# WORK INSTRUCTIONS
Everything from the line containing "If you could mark the tall grass" through the final line of the listing below should be given again, word for word, and nothing else.

** Opening RECORDS FOR THIS EXERCISE block **

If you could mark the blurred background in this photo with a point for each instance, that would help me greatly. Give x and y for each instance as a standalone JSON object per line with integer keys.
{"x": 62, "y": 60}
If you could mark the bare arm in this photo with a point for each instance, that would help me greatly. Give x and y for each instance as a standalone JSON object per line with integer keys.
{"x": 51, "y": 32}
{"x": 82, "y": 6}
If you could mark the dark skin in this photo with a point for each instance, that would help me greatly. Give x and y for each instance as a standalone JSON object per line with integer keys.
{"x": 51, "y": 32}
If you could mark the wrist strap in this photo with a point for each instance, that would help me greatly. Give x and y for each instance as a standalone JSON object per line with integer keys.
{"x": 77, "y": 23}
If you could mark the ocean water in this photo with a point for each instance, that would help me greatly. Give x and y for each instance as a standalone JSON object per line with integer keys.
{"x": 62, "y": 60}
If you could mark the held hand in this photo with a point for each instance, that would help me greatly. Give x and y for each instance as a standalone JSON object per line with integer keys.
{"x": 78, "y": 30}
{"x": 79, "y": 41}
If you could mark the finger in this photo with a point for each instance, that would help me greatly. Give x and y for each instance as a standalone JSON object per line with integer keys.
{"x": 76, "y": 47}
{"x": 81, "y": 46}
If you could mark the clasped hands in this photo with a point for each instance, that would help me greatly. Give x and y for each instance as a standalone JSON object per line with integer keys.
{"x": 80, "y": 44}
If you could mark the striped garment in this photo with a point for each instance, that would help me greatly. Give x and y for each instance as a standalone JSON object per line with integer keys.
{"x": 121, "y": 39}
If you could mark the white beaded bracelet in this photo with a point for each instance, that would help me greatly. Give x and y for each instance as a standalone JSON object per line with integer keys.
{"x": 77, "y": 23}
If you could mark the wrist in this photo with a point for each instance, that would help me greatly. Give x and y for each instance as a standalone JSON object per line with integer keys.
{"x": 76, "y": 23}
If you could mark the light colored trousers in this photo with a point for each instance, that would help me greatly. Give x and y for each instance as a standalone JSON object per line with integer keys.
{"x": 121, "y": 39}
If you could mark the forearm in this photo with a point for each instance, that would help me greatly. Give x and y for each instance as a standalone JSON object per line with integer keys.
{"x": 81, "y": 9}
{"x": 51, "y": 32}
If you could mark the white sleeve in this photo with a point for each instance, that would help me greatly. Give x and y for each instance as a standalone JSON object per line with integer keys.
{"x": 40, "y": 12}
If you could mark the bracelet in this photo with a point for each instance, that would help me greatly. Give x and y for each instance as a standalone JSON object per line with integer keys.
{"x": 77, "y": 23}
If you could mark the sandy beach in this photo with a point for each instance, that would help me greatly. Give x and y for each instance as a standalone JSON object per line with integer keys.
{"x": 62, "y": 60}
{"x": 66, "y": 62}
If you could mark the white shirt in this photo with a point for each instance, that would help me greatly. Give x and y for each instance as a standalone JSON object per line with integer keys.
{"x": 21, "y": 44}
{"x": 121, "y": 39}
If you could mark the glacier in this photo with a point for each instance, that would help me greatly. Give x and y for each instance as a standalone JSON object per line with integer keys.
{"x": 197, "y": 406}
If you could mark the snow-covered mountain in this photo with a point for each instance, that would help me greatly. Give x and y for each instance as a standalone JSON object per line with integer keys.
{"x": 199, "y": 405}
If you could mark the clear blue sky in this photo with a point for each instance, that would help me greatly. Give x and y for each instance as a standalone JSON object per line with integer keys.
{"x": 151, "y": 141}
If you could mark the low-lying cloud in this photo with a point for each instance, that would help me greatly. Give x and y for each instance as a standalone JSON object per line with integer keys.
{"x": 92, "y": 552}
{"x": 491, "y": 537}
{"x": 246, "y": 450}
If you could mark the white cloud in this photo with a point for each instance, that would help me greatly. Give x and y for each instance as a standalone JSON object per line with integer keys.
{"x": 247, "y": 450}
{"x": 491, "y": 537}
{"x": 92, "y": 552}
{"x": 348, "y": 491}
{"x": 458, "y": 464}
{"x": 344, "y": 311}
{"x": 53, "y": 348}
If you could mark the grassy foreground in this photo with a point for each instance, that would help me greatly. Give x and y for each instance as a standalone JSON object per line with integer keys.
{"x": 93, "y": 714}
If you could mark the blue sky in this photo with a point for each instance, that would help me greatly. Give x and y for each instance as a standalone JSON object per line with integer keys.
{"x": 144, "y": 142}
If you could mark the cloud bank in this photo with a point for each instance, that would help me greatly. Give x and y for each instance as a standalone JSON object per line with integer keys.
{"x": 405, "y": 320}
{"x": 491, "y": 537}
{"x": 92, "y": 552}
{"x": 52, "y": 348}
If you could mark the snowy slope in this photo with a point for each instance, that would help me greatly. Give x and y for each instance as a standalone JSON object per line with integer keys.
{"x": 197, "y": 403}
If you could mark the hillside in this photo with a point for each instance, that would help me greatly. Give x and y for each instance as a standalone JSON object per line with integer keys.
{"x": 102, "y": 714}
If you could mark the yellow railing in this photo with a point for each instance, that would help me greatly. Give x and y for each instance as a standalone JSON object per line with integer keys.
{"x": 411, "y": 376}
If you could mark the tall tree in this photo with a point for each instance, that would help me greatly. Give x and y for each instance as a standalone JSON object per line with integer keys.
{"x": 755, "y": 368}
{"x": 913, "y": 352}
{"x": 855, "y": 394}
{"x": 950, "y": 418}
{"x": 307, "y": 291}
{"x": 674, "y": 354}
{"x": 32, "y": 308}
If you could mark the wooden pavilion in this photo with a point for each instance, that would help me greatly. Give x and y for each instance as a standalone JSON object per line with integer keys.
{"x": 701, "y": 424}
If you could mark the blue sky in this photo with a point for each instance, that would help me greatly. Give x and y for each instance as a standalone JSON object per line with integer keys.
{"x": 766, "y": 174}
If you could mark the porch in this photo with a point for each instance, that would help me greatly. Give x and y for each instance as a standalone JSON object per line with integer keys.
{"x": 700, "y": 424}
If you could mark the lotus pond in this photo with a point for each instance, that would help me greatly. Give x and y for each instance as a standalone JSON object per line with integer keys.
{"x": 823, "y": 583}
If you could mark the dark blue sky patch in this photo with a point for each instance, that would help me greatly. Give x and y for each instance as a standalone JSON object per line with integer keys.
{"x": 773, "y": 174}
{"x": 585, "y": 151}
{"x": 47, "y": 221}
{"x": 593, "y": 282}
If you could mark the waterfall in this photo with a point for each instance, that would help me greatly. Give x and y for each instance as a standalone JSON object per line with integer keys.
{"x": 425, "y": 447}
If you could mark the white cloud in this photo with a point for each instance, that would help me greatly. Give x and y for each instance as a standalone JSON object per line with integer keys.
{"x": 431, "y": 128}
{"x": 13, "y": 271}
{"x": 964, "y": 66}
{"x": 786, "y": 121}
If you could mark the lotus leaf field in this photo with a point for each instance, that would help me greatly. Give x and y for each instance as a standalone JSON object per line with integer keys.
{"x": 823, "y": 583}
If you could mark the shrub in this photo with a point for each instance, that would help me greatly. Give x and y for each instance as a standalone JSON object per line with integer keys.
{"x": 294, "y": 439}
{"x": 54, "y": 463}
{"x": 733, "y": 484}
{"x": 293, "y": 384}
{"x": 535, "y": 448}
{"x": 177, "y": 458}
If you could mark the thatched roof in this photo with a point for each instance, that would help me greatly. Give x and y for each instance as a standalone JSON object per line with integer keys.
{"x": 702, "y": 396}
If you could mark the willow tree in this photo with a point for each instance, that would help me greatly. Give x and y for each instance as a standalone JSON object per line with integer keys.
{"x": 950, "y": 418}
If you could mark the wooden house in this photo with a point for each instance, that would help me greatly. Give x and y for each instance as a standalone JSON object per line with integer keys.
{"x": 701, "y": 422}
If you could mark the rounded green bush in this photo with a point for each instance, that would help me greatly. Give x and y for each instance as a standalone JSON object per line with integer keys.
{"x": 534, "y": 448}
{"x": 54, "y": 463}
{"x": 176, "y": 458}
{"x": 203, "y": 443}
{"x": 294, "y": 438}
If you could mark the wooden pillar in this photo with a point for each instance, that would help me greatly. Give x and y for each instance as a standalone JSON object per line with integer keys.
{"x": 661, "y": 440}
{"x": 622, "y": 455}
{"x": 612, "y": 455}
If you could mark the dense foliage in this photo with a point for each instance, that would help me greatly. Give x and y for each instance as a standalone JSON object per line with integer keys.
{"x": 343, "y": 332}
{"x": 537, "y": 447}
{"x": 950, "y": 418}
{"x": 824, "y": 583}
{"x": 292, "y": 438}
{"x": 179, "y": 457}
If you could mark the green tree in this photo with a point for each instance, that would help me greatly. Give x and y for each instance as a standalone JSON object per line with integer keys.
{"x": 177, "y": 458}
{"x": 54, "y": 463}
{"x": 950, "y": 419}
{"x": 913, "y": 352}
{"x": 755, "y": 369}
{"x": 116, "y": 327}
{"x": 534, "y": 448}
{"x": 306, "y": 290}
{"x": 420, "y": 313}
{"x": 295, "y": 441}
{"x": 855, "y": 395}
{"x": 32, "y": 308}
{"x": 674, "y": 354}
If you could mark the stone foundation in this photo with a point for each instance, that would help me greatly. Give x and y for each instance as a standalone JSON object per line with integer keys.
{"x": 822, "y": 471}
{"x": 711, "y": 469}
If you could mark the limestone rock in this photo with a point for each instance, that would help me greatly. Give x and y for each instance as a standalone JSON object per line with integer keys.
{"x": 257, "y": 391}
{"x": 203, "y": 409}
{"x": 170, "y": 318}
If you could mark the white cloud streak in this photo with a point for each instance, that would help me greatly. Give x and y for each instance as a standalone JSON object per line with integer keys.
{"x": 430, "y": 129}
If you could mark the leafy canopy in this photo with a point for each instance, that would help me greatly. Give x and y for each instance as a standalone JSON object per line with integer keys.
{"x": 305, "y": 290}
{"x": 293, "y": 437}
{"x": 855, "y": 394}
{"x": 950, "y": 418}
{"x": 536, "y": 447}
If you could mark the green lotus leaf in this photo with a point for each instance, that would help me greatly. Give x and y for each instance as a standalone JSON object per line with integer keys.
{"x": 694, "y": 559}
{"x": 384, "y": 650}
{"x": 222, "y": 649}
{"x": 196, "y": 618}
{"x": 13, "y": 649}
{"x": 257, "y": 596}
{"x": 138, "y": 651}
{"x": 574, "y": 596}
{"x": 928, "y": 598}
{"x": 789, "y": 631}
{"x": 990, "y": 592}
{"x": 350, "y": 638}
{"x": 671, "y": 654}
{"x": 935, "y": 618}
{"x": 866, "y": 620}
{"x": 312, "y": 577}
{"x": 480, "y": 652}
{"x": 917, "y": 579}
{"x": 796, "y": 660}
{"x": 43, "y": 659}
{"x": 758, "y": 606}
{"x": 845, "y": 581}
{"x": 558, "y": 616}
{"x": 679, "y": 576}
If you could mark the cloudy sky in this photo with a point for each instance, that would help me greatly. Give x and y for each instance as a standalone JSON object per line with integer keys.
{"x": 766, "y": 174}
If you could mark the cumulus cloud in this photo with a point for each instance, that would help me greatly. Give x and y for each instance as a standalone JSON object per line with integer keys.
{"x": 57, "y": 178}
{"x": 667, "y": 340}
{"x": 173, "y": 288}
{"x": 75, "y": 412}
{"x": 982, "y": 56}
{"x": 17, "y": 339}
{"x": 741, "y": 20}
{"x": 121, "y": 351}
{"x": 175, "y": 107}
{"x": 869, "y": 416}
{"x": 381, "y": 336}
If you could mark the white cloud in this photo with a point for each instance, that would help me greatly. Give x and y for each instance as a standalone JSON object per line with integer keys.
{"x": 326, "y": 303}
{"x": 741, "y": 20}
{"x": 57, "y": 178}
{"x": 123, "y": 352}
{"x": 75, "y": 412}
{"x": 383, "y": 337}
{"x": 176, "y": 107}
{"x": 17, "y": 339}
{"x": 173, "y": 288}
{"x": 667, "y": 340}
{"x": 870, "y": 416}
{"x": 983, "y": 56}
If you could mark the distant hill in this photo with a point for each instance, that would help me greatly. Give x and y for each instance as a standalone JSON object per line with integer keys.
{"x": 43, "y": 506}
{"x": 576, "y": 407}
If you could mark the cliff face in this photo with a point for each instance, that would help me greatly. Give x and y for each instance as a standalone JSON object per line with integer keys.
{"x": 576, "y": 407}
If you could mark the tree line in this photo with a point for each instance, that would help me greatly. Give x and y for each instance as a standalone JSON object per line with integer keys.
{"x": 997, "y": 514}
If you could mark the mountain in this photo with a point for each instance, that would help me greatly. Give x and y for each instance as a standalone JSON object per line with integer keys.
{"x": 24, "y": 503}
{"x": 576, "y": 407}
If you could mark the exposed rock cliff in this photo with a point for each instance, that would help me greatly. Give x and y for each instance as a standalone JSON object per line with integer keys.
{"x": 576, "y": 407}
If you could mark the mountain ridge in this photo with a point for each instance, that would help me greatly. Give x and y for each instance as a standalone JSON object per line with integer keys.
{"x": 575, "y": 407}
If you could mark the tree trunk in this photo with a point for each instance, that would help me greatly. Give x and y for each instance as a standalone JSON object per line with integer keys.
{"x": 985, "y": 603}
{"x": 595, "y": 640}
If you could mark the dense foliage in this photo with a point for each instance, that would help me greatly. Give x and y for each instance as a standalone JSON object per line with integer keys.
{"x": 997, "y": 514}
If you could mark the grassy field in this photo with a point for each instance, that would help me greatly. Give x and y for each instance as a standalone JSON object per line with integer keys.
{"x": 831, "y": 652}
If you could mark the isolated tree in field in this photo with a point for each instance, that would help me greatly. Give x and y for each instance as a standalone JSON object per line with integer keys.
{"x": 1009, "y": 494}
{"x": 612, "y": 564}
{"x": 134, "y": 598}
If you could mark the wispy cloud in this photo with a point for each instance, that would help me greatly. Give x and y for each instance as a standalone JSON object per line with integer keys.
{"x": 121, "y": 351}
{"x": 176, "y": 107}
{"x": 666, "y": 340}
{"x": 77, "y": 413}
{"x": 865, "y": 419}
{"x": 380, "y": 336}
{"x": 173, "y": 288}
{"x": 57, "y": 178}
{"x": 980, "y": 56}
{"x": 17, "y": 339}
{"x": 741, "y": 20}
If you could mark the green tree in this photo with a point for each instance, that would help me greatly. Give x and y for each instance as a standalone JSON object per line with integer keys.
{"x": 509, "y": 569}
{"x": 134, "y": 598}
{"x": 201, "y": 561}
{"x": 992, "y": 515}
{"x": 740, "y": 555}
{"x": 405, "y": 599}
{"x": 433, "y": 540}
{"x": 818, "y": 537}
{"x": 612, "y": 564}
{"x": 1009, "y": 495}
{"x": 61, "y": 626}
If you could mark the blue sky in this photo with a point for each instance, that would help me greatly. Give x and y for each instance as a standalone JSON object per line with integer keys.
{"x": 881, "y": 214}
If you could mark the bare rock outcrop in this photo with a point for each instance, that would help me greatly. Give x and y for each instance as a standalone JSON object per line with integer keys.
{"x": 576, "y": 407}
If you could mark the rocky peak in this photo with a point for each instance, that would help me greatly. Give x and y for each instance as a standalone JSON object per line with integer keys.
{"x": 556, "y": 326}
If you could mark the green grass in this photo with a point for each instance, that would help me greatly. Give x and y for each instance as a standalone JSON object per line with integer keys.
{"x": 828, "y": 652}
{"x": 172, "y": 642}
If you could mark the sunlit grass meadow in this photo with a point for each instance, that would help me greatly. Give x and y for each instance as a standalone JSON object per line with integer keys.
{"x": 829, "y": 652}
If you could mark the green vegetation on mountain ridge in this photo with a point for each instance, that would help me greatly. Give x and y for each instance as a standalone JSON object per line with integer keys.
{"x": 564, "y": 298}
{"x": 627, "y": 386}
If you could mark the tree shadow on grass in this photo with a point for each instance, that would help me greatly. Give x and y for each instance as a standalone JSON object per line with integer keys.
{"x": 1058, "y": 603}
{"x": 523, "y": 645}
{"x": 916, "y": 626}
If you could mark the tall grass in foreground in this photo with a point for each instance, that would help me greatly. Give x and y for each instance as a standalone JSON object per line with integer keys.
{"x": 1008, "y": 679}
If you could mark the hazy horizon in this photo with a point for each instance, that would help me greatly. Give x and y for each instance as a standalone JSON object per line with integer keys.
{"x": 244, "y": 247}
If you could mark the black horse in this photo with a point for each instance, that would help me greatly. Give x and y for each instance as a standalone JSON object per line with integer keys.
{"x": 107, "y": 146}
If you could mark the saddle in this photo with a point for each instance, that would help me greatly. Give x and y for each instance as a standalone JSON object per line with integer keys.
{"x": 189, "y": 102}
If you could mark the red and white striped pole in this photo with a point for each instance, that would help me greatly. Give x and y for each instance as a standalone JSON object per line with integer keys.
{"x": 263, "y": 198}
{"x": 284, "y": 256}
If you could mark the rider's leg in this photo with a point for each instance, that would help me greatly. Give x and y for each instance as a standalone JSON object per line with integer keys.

** Closing RECORDS FOR THIS EXERCISE block **

# WRITTEN RESPONSE
If you could mark the tall grass in foreground in this photo with a point for each instance, that would help me greatly. Give x and y for each instance as a standalone JSON object per line with integer keys.
{"x": 1008, "y": 679}
If you could mark the hazy horizon in this photo with a point for each instance, that would help me greatly. Give x and y for each instance as a standalone JSON object per line with integer keys.
{"x": 244, "y": 247}
If you could mark the black horse in this photo with a point for each instance, that would help me greatly. Give x and y for each instance as a standalone JSON object per line with integer keys.
{"x": 107, "y": 146}
If you could mark the saddle in this photo with a point for each instance, that would help me greatly. Give x and y for each instance as a standalone JSON object per line with integer keys.
{"x": 189, "y": 102}
If you could mark the red and white striped pole in this photo with a point for each instance, that would help me greatly. Give x and y for each instance as a standalone JSON object per line with integer keys.
{"x": 263, "y": 198}
{"x": 284, "y": 256}
If you could mark the rider's leg in this photo with a point for each instance, that would help me greatly. Give x and y for each instance as a standalone JSON object per line with integer keys.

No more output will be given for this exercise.